L’ONU ha parlato di genocidio e, senza dubbio, di questo si tratta, perché le vecchie ruggini etniche si mischiano alle cervellotiche motivazioni religiose. Essere buoni musulmani non vuol dir niente per i seguaci di Abu Bakr al-Baghdadi. Né vogliono sentir parlare di un Allah “clemente e misericordioso”, preferendo ispirarsi, invocando il “principio di abrogazione”, a quelle sure del Corano che, secondo le loro menti accecate da fanatismo, giustificherebbero l’eliminazione del nemico, dei “Kafir” (eretici e infedeli), come altri islamici moderati, gli sciiti e, naturalmente, i “crociati”. Cioè noi.

Lo studio dell’AP è inquietante, perché vi si afferma, senza mezzi termini, che è praticamente incalcolabile il numero delle fosse comuni di cui Daesh ha riempito tutta la regione siro-irakena. Come dimostra la stessa scioccante scoperta del sito di Hawija. Di altri massacri, come quello di Badoush, in cui furono scannati 600 detenuti, si ha notizia attraverso immagini riprese dai satelliti.

Certo, la maggioranza degli eccidi resterà impunita, anche se il governo di Baghdad qualche sassolino dalla scarpa se lo è tolto, impiccando 36 jihadisti ritenuti gli autori della strage di Camp Speicher, dove furono uccisi a freddo 1700 soldati irakeni, che erano stati presi prigionieri.

### RIGHE MOSTRATE
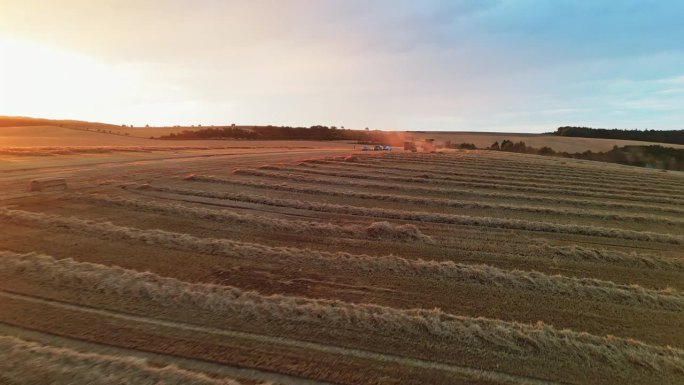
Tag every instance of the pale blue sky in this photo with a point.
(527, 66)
--
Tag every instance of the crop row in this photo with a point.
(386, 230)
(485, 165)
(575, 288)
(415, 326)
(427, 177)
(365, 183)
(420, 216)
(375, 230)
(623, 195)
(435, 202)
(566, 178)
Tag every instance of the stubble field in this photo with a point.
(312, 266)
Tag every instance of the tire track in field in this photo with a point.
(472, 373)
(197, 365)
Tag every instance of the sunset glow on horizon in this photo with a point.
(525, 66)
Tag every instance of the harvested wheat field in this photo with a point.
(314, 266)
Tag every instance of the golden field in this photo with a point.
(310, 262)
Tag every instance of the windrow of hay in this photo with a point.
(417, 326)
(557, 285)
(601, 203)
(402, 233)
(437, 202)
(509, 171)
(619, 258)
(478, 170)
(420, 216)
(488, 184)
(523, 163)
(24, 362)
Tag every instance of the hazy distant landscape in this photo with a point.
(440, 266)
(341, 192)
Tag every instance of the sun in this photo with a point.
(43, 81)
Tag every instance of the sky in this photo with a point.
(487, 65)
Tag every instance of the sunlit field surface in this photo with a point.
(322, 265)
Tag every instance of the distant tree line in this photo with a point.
---
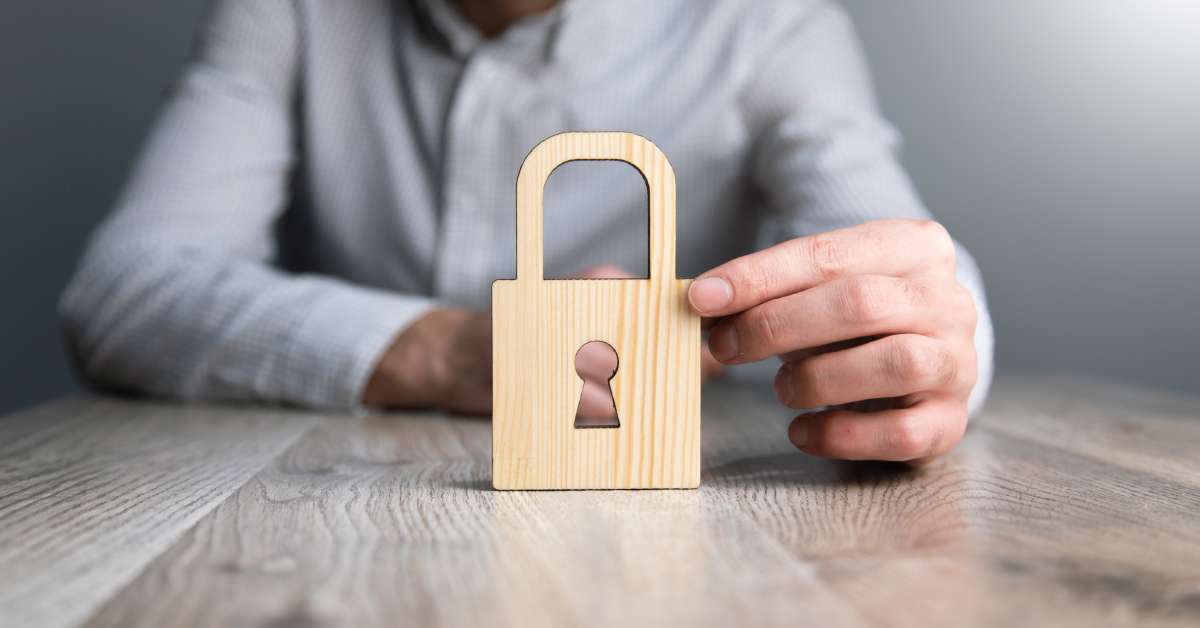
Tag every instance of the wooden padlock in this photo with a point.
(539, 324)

### ESERCIZIO ASSEGNATO A
Secondo l'estratto sulle fosse comuni di Daesh, perché lo studio dell'AP è inquietante? Rispondi in una o due frasi.
### ESERCIZIO ASSEGNATO B
Trascrivi dall'estratto sulle fosse comuni di Daesh il passo che va da "Lo studio dell’AP" fino a "stati presi prigionieri." compreso.
### ESERCIZIO ASSEGNATO C
Rispondi a queste domande sull'estratto sulle fosse comuni di Daesh:
(i) Quanti detenuti furono scannati nel massacro di Badoush?
(ii) Quanti jihadisti ha impiccato il governo di Baghdad?
(iii) Quanti soldati irakeni furono uccisi a Camp Speicher?

### RISULTATO A
Lo studio dell'AP è inquietante perché afferma senza mezzi termini che il numero delle fosse comuni di cui Daesh ha riempito la regione siro-irakena è praticamente incalcolabile.

### RISULTATO B
Lo studio dell’AP è inquietante, perché vi si afferma, senza mezzi termini, che è praticamente incalcolabile il numero delle fosse comuni di cui Daesh ha riempito tutta la regione siro-irakena. Come dimostra la stessa scioccante scoperta del sito di Hawija. Di altri massacri, come quello di Badoush, in cui furono scannati 600 detenuti, si ha notizia attraverso immagini riprese dai satelliti.

Certo, la maggioranza degli eccidi resterà impunita, anche se il governo di Baghdad qualche sassolino dalla scarpa se lo è tolto, impiccando 36 jihadisti ritenuti gli autori della strage di Camp Speicher, dove furono uccisi a freddo 1700 soldati irakeni, che erano stati presi prigionieri.

### RISULTATO C
(i) 600 detenuti.
(ii) 36 jihadisti.
(iii) 1700 soldati irakeni.